Records drawn from a dataset:
------------------------

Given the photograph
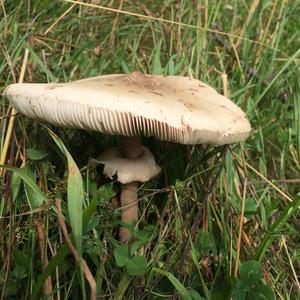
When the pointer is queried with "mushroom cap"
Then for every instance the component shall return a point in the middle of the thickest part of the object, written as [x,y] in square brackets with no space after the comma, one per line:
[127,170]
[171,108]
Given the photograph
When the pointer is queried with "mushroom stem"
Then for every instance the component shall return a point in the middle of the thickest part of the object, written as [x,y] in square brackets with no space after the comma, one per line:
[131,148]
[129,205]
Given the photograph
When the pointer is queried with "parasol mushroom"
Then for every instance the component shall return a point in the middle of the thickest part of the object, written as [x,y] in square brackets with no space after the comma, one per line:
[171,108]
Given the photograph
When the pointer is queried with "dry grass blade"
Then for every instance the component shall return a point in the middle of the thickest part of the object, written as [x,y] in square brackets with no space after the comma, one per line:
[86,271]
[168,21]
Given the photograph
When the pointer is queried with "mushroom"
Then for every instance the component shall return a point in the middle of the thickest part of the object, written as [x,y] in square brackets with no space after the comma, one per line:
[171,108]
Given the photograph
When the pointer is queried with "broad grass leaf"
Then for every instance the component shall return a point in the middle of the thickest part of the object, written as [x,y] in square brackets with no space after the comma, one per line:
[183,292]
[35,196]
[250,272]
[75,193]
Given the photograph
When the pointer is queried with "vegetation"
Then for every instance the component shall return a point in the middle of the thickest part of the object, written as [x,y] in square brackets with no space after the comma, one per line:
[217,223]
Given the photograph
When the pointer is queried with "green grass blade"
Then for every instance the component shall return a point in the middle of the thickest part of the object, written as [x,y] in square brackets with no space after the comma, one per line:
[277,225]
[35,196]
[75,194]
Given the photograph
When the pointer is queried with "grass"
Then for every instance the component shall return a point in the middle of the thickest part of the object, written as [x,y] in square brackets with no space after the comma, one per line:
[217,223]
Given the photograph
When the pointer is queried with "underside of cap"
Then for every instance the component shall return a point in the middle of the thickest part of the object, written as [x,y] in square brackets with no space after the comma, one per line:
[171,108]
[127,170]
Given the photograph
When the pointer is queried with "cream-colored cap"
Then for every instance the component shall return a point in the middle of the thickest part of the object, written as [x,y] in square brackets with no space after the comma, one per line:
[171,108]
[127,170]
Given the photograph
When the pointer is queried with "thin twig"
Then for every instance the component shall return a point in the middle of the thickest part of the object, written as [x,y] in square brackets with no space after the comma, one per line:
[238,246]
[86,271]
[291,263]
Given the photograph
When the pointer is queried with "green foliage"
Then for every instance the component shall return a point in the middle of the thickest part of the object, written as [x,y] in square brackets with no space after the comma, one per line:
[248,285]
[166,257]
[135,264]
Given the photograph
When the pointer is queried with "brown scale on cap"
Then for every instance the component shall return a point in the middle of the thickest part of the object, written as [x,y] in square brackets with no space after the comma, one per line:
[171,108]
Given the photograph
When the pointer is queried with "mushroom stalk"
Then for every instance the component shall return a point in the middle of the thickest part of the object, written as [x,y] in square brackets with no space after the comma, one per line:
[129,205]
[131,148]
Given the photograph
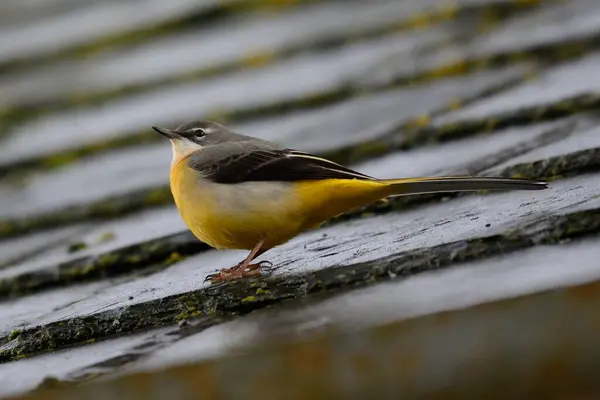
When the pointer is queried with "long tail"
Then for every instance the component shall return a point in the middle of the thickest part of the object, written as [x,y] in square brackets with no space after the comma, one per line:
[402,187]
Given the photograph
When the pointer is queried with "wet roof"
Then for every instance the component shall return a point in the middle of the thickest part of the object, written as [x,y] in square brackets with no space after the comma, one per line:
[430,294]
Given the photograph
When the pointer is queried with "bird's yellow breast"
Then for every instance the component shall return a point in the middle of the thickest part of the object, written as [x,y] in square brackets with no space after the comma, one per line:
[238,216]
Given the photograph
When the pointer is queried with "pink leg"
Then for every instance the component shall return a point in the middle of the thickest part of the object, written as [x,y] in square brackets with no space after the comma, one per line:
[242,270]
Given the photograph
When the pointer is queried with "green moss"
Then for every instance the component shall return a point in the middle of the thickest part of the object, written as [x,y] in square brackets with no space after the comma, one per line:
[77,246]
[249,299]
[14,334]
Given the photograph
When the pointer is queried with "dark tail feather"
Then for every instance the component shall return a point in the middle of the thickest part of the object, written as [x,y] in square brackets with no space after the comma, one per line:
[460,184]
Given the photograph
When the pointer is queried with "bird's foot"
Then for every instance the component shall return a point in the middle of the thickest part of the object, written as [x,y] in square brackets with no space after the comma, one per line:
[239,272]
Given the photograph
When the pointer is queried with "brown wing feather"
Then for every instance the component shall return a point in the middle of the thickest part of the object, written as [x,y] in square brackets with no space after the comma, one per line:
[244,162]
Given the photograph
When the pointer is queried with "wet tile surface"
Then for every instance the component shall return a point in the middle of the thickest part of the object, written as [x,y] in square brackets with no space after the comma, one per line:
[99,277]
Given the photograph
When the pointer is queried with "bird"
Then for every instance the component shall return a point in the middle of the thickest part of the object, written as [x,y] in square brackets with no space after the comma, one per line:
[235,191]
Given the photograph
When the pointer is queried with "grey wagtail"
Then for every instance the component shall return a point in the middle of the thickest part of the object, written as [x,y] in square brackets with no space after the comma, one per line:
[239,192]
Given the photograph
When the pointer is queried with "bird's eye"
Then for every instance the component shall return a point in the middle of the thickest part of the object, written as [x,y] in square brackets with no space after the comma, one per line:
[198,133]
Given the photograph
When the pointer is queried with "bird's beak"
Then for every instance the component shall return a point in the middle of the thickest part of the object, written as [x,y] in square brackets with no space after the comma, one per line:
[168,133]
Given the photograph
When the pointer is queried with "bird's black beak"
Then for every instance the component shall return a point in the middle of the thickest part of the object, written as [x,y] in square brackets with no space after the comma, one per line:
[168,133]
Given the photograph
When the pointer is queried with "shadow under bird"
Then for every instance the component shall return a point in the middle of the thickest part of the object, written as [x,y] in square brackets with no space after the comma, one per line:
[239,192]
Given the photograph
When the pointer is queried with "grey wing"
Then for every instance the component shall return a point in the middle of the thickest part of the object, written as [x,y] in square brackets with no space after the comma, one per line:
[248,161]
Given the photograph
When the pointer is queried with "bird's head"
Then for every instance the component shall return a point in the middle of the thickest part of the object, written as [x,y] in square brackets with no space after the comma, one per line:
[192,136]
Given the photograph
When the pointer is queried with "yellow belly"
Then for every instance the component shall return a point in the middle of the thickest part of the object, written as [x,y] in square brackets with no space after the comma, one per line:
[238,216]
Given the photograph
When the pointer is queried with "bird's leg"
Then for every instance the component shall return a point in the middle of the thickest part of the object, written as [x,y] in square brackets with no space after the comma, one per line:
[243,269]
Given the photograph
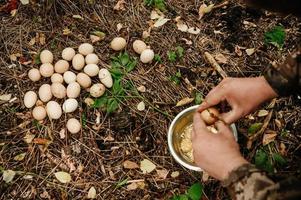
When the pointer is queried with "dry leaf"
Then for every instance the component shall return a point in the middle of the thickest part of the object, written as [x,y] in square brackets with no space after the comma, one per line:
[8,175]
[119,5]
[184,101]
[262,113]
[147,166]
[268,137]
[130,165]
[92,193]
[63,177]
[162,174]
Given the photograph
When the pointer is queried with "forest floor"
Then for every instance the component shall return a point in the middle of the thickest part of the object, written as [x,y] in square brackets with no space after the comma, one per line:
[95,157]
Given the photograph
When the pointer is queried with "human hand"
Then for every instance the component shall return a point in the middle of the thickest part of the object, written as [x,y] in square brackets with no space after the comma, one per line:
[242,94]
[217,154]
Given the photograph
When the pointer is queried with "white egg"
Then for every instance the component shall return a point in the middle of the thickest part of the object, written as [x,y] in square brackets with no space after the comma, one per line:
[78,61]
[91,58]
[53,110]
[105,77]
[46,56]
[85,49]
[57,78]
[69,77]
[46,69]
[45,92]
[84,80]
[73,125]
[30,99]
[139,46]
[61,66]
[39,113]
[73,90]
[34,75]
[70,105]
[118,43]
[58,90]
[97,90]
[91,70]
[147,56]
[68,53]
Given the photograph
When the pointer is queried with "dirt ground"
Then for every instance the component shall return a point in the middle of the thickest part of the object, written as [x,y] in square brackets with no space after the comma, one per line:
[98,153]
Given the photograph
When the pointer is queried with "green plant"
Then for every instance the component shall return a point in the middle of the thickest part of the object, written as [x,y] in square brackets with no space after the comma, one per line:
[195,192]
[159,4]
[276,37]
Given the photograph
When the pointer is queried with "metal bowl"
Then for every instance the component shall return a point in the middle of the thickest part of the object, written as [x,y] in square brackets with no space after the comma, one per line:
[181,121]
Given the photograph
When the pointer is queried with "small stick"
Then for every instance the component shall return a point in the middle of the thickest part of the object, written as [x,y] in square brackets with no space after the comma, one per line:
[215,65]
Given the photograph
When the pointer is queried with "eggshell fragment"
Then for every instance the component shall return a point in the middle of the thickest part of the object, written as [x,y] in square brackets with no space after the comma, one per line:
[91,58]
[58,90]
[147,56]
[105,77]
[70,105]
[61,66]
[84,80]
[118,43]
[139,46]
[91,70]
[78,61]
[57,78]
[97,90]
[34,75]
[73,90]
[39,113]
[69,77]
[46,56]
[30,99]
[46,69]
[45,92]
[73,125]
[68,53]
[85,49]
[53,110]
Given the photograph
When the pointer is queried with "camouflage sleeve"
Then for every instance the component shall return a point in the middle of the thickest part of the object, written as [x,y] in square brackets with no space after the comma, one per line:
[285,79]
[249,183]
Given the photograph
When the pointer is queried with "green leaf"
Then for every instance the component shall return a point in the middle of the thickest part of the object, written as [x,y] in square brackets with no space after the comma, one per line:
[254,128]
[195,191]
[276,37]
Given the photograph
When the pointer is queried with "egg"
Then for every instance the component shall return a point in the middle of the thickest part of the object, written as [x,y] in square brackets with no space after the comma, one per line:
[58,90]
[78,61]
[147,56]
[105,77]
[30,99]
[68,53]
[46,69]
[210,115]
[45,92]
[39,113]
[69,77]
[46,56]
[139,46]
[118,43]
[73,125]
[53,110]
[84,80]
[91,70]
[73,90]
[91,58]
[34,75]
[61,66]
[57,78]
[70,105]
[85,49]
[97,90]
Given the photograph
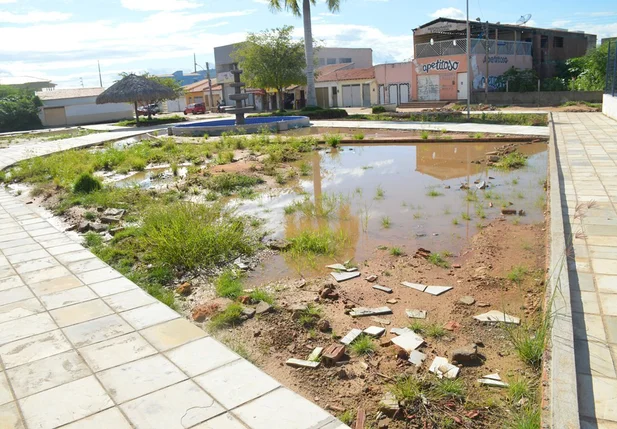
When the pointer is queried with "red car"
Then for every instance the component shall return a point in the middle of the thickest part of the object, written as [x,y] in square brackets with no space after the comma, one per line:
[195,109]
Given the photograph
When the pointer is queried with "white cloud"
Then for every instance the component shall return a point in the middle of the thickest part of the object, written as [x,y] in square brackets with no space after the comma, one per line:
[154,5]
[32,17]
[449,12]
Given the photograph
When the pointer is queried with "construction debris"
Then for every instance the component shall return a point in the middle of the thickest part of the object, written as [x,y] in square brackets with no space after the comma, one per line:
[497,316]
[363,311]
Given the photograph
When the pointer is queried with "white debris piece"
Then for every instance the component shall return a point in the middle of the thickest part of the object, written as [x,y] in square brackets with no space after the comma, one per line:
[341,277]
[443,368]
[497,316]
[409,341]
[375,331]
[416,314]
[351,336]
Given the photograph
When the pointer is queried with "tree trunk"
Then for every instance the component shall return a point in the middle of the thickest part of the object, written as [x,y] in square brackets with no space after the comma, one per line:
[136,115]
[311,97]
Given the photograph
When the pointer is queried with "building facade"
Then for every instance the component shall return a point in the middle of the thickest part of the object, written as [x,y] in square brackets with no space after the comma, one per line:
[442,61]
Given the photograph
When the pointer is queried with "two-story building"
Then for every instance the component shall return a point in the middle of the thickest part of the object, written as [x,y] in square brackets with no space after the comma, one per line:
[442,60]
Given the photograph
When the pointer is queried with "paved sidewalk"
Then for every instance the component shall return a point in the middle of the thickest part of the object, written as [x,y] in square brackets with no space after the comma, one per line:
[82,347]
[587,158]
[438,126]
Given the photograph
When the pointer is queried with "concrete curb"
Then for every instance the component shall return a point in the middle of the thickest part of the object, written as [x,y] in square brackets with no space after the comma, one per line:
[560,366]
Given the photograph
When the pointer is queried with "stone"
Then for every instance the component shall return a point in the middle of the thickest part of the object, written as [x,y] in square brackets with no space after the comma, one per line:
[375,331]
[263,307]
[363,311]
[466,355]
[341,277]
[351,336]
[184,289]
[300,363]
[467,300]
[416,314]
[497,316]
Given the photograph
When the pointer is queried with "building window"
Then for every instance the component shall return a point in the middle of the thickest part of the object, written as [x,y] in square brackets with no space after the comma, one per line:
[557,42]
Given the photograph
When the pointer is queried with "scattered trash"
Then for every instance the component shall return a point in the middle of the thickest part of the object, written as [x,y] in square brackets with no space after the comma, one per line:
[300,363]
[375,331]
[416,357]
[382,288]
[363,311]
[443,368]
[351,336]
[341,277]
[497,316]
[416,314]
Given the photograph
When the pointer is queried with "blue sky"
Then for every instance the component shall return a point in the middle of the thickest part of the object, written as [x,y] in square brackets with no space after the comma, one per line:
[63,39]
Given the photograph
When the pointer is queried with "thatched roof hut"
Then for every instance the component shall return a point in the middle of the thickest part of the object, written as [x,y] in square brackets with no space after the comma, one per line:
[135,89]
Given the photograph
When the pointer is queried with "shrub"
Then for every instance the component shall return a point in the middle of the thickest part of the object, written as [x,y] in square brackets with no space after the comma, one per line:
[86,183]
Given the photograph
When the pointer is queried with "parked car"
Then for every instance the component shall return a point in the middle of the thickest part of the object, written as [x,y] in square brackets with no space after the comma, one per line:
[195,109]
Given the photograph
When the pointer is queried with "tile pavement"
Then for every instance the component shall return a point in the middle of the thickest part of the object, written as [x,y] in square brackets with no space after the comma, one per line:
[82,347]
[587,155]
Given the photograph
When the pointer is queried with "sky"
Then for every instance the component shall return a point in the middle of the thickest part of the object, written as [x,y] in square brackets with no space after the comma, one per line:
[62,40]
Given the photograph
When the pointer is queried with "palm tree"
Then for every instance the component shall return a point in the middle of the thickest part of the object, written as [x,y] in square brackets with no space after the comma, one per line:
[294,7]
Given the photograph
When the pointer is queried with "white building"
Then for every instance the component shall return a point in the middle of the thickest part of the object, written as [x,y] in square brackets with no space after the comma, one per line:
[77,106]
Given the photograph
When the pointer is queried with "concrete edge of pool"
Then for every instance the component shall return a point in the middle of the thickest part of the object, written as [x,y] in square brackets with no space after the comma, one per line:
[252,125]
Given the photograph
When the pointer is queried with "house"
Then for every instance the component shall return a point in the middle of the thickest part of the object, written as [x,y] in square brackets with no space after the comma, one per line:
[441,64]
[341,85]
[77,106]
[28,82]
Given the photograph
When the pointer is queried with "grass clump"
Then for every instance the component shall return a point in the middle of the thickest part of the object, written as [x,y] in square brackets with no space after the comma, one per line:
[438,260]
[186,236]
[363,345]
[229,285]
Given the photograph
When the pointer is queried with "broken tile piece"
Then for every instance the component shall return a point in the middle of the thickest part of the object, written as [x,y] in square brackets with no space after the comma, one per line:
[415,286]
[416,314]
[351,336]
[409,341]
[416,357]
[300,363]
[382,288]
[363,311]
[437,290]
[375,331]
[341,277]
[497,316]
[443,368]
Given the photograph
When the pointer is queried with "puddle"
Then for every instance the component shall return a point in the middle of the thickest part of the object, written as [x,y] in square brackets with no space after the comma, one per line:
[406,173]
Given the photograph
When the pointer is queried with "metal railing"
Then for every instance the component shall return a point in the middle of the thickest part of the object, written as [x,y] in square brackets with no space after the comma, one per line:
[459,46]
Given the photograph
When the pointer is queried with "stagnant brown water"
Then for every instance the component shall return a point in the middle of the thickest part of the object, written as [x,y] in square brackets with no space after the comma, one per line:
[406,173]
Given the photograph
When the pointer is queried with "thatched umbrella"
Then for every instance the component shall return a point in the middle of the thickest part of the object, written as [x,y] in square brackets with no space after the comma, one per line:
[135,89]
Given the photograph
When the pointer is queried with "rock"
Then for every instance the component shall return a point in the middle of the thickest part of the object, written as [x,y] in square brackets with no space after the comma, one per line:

------------------------

ACTION ITEM ▸ For each line above that carries the word "brown", copy it out.

SOLUTION FOR THIS PROBLEM ▸
When the pointer is queried with "brown scale on cap"
When the pointer is queried with "brown wing feather"
When the pointer is queried with "stagnant brown water"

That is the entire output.